Task brief.
Write the next part of the Python notebook on the four-character sequence data, starting right after its last line.
-- start Selected excerpt --
In [8]:

COLAB = False

if COLAB:
    from google.colab import drive
    drive.mount('/content/drive')
    directry = '/content/drive/My Drive/IML/task3/task3_s2h9lr3rs/'
else:
    directry = 'task3_s2h9lr3rs/'

# Prepare data

In [9]:
import pandas as pd

df_train = pd.read_csv(directry+'train.csv')
df_test = pd.read_csv(directry+'test.csv')

In [10]:
print(df_train.shape)
df_train.head()

(112000, 2)


Unnamed: 0,Sequence,Active
0,DKWL,0
1,FCHN,0
2,KDQP,0
3,FNWI,0
4,NKRM,0


In [11]:
import numpy
from sklearn import preprocessing

def split_features(features):
    """Split one feature into 4 features
    
    A feature consists of 4 characters. 
    This function splits these into separated 4 features each of that consists of 1 character(1 row become 4 rows)
    (e.g.) ABCD -> A, B, C, D -> (00....1..0), (01....0), (100...0), (0.....1) 
    
    Args:
        features(series): Original features
    
    Returns:
        new_features(numpy): New features shaped (num_samples, 4, 20(one hot encoding))
    
    """
    tmp = features.values.tolist()
    new_features = pd.DataFrame.to_numpy(pd.get_dummies(pd.DataFrame(data=[list(tmp[i]) for i in range(len(tmp))])))
    new_features = numpy.reshape(new_features, (new_features.shape[0], 20, -1), order='F')
   
    return new_features.transpose(0, 2, 1) # reshape as (num_sample, time_t, onehotencoding)
-- end Selected excerpt --
-- start Information shown --
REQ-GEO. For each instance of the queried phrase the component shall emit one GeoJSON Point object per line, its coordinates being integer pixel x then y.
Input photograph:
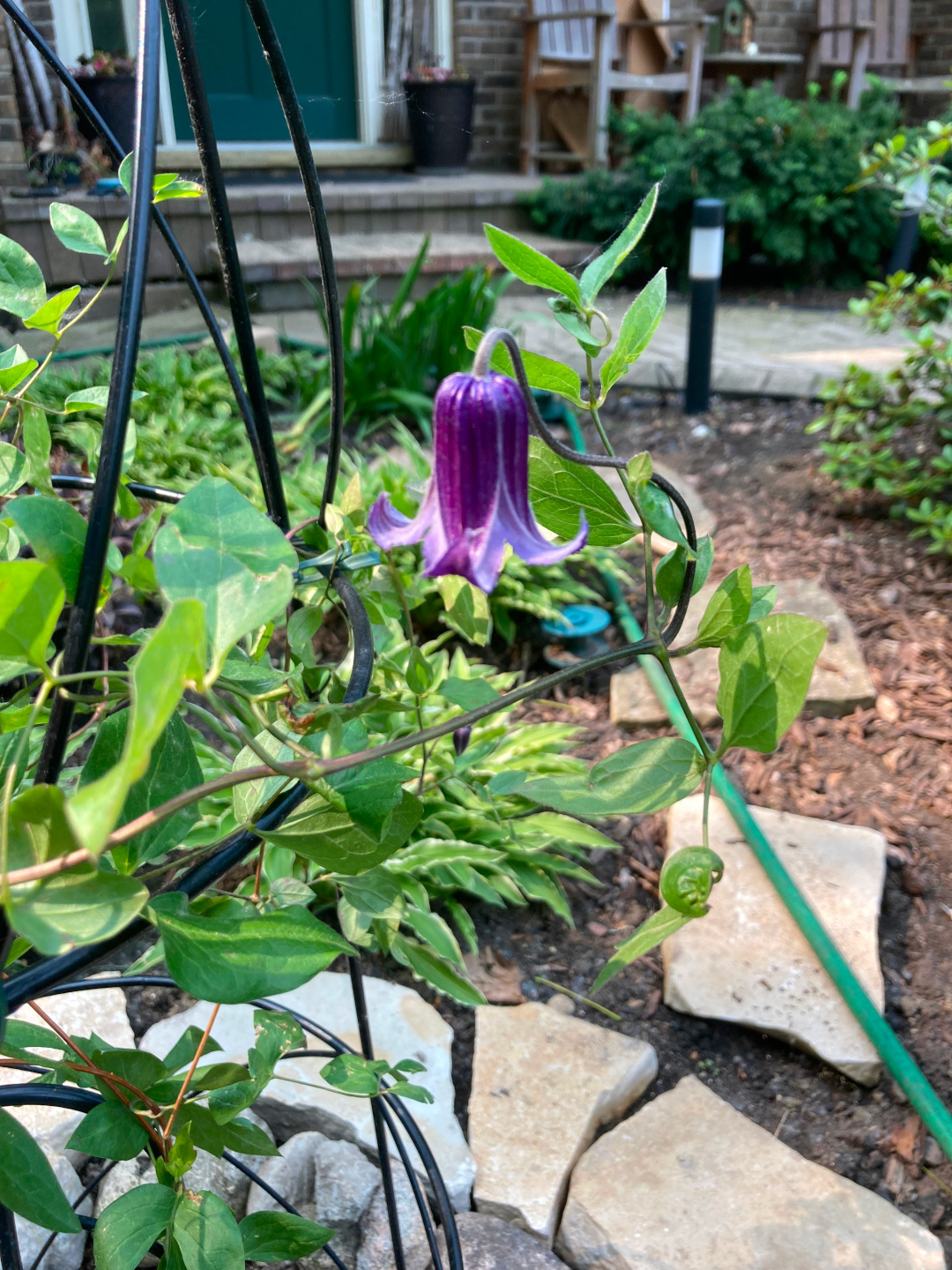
-- end Information shown --
Output of the exercise.
In [5]:
def split_trainset(df_trainset):
    """Split train df into features X and labels y
    
    Features X further be splited into 4 chars using split_features function.
    
    Args:
        df_features(df): Dataset each of whose row contains a feature and label
    
    Returns:
        new_X(numpy): Features of training set
        new_y(numpy): Labels of training set

    """
    new_X = split_features(df_trainset['Sequence'])
    new_y = pd.Series(data=df_trainset['Active'])
    return new_X,  new_y

In [6]:
# Make train and test dataset using split_trainset function above
train_X, train_y = split_trainset(df_train)
test_X = split_features(df_test['Sequence'])

# Define an LSTM model using keras and train it



In [1]:
import tensorflow as tf
import keras
from keras import backend as K
from keras.models import Sequential
from keras.layers.core import Dense
from keras.layers.recurrent import LSTM
from keras.optimizers import Adam
from keras.callbacks import ModelCheckpoint
from sklearn.utils import class_weight
import numpy as np
from numpy.random import seed
import matplotlib.pyplot as plt


seed(0)
tf.random.set_seed(0)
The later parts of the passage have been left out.